我们组员Puming在摘抄的google doc上非常的活跃。他最近分享的很多一本人生哲学的书“The Second Mountain”的书。我觉得其中不少内容说的很精辟。所以我从他的摘抄中选取了一些个人觉得很有意思的分享给大家。有兴趣的小伙伴可以在google doc上看到更完整的内容,或者自行阅读原著。
1.Furthermore, workaholism is a surprisingly effective distraction from emotional and spiritual problems. It’s surprisingly easy to become emotionally avoidant and morally decoupled, to be less close to and vulnerable with those around you, to wall off the dark jungle deep inside you, to gradually tamp down the highs and lows and simply live in neutral. Have you noticed how many people are more boring and half-hearted at age thirty-five than they were at twenty?
2.In The Age of Anxiety, W. H. Auden wrote,
We would rather be ruined than changed
We would rather die in our dread
Than climb the cross of the moment
And let our illusions die.
3.There’s nothing intrinsically noble about suffering. Sometimes grief is just grief, to be gotten through. Many bad things happen in life, and it’s a mistake to try to sentimentalize these moments away by saying that they must be happening to serve some higher good. But sometimes, when suffering can be connected to a larger narrative of change and redemption, we can suffer our way to wisdom. This is the kind of wisdom you can’t learn from books; you have to experience it yourself. Sometimes you experience your first taste of nobility in the way you respond to suffering.
4. As the Augustinian scholar James K. A. Smith writes, “To be human is to be on the move, pursuing something, after something. We are like existential sharks: we have to move to live.” There is some deep part of ourselves from where desires flow. We’re defined by what we desire, not what we know.
5. Our natural enthusiasm trains us to be people pleasers, to say yes to other people. But if you aren’t saying a permanent no to anything, giving anything up, then you probably aren’t diving into anything fully. A life of commitment means saying a thousand noes for the sake of a few precious yeses.
6. A textbook can teach you the principles of biology, but a mentor shows you how to think like a biologist. This kind of habitual practice rewires who you are inside. “The great thing in all education,” William James wrote, “is to make our nervous system our ally instead of our enemy.”
7. Finally, intuition is reliable only in certain sorts of decisions. “Intuition” is a fancy word for pattern recognition. It can be trusted only in domains in which you have a lot of experience, in which the mind has time to master the various patterns. But when you are making a transformational choice, you are leaping into an unknown territory. You don’t know the patterns there. Intuition can’t tell you. It’s just guessing.

▶ _练习目标_: 请把这篇读书摘抄中从“1.Furthermore, workaholism is”起、到“our illusions die.”止的全部文字原样抄写出来。

数据集条目:
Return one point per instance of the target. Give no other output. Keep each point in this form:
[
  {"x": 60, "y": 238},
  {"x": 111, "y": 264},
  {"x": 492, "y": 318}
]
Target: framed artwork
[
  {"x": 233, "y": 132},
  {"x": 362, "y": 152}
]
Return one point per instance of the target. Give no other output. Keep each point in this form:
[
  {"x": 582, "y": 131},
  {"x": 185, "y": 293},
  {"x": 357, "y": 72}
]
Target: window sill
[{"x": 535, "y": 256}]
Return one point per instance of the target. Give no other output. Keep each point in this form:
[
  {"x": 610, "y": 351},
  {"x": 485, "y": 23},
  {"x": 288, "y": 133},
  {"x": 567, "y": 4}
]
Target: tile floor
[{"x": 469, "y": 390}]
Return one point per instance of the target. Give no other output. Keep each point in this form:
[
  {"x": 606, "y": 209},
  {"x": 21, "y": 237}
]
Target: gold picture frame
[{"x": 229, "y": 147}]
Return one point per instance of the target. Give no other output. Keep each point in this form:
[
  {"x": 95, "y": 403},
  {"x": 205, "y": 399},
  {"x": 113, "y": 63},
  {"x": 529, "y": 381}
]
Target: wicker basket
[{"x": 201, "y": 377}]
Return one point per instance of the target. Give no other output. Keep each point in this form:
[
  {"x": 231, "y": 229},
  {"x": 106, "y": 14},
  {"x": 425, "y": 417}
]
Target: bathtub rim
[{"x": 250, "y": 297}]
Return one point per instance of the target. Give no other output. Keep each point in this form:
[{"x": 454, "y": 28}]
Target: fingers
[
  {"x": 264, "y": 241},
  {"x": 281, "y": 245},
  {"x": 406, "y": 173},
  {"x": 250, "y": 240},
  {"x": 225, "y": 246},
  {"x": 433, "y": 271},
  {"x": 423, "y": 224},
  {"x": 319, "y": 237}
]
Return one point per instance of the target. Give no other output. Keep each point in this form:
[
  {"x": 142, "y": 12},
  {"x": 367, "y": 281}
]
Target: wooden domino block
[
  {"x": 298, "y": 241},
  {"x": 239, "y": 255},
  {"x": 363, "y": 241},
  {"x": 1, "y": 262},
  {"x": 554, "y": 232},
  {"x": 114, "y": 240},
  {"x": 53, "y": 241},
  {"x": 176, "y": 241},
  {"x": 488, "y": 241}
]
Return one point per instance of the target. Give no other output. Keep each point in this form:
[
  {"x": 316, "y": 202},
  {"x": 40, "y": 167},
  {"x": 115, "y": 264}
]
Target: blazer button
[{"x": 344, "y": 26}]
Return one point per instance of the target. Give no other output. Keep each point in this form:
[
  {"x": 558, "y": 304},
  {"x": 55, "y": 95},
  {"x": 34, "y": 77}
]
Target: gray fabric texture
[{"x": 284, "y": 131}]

▶ _参考解答_:
1.Furthermore, workaholism is a surprisingly effective distraction from emotional and spiritual problems. It’s surprisingly easy to become emotionally avoidant and morally decoupled, to be less close to and vulnerable with those around you, to wall off the dark jungle deep inside you, to gradually tamp down the highs and lows and simply live in neutral. Have you noticed how many people are more boring and half-hearted at age thirty-five than they were at twenty?
2.In The Age of Anxiety, W. H. Auden wrote,
We would rather be ruined than changed
We would rather die in our dread
Than climb the cross of the moment
And let our illusions die.